--- START Passage provided ---

Alex Magaisa, who has died aged 46, was a law professor at the University of Kent and a major force for democracy in Zimbabwe. In the face of severe political repression under the ZANU-PF government of President Robert Mugabe, he served as a trusted advisor to the Movement for Democratic Change (MDC) opposition party led by Morgan Tsvangirai, and helped draft the country’s new constitution. Magaisa’s subsequent emergence as one of the country’s most respected political commentators was built on his remarkable ability to communicate academic insights to a mass audience. The elegance of his prose, and willingness to speak truth to power, meant that Magaisa’s words regularly entered the inboxes – and hearts – of fellow Zimbabweans. By the time of his death, he was an irreplaceable public intellectual.

Magaisa’s rise to national prominence began in the 2010s. Following the flawed presidential elections of 2008, President Mugabe was forced to accept a power sharing government in which Tsvangirai took up the role of Prime Minister and the Constitution Parliamentary Committee (COPAC) was established to revise the country’s outdated and authoritarian constitution. In 2011, Magaisa took a leave of absence from the University of Kent to become a core member of the technical team advising COPAC, a move that reflected his deep love of his birthplace. Even though Magaisa spent much of his life outside of the country, his commitment to Zimbabwe, and to the fight for its future, never waned.

--- END Passage provided ---

### [Given problem 1]
Name every organization or political body mentioned in the obituary of Alex Magaisa.
### [Given problem 2]
Write the next paragraph of the obituary of Alex Magaisa, picking up after its final sentence.

--- START Extracted records ---

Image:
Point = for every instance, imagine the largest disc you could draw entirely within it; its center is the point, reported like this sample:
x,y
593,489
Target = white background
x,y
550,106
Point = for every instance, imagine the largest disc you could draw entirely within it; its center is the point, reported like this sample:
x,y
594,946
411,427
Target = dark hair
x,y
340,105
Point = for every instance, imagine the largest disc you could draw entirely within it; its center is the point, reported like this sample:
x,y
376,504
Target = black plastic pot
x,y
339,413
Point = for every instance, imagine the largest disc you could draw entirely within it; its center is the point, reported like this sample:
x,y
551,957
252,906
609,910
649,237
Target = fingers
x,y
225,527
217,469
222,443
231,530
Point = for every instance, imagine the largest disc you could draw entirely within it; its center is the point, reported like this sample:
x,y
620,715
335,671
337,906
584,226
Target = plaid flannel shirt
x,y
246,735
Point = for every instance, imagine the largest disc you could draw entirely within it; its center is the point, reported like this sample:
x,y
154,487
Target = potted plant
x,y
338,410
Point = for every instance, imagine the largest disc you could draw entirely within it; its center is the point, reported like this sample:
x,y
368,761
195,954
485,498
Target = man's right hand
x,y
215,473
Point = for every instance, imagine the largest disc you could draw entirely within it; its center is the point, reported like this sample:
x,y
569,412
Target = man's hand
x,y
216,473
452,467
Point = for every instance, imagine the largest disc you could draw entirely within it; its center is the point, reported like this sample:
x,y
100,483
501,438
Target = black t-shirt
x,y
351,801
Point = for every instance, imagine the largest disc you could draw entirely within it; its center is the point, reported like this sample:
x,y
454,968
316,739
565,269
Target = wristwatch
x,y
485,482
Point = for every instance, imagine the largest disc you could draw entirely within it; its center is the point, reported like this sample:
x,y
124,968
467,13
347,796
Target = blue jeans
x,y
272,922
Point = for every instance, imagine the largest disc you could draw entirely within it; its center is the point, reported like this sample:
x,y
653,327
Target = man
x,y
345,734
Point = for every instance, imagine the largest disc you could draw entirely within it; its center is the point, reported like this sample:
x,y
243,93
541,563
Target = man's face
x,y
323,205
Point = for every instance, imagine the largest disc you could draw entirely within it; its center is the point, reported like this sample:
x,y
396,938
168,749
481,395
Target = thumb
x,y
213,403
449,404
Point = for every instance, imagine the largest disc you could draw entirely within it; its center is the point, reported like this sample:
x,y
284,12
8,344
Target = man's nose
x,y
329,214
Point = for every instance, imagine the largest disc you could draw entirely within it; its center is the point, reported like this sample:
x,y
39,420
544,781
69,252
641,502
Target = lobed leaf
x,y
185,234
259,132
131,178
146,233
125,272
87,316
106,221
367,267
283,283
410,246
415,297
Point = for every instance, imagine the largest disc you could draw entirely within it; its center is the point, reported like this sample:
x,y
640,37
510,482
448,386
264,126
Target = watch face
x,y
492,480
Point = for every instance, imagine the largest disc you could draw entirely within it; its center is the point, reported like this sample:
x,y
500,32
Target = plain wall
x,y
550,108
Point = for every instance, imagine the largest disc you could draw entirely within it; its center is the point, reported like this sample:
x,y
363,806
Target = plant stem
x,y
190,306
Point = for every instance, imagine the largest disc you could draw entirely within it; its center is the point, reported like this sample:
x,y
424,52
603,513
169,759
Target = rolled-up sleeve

--- END Extracted records ---

### [Result 1]
University of Kent
ZANU-PF
Movement for Democratic Change (MDC)
Constitution Parliamentary Committee (COPAC)

### [Result 2]
The constitutional review process was as fraught as it was important, with Mugabe disrupting  the talks and preventing meaningful change. The negotiations, and the consistent harassment of the MDC team, were brought to wider attention by the documentary Democrats, which won the Best Documentary award at the Tribeca Film Festival. Though the resulting draft had a number of limitations, it was widely seen to be an improvement on its predecessor, and was approved by almost 95% of voters in a referendum in 2013.

By this time, Magaisa had already moved on to an even more high-profile position, serving as a Chief Advisor – effectively a Chief of Staff – to Prime Minister Tsvangirai for the final two years of the power-sharing government. In this role he helped Tsvangirai to prepare for the 2013 general elections and, when they were manipulated by the government, formed part of the MDC legal team that unsuccessfully filed a petition at the Constitutional Court.

Magaisa was well qualified to act as a legal advisor having both studied, practiced, and taught law. Born on 9 August 1975 in the then Charter District of Rhodesia (now Chikomba District in Zimbabwe) he grew up in both towns and villages, which he credited with giving him an equal affinity with urban and rural walks of life. After graduating with an undergraduate degree at the University of Zimbabwe, he joined the respected law firm, Gill Godlonton & Gerrans, as an Associate. Magaisa subsequently pursued graduate studies at the University of Warwick, graduating with a PhD in Law in 2003, before joining the University of Kent Law School in 2007. A respected expert on company law, intellectual property law and international financial regulation, Magaisa published on a range of issues including constitutional practice and land law in Zimbabwe.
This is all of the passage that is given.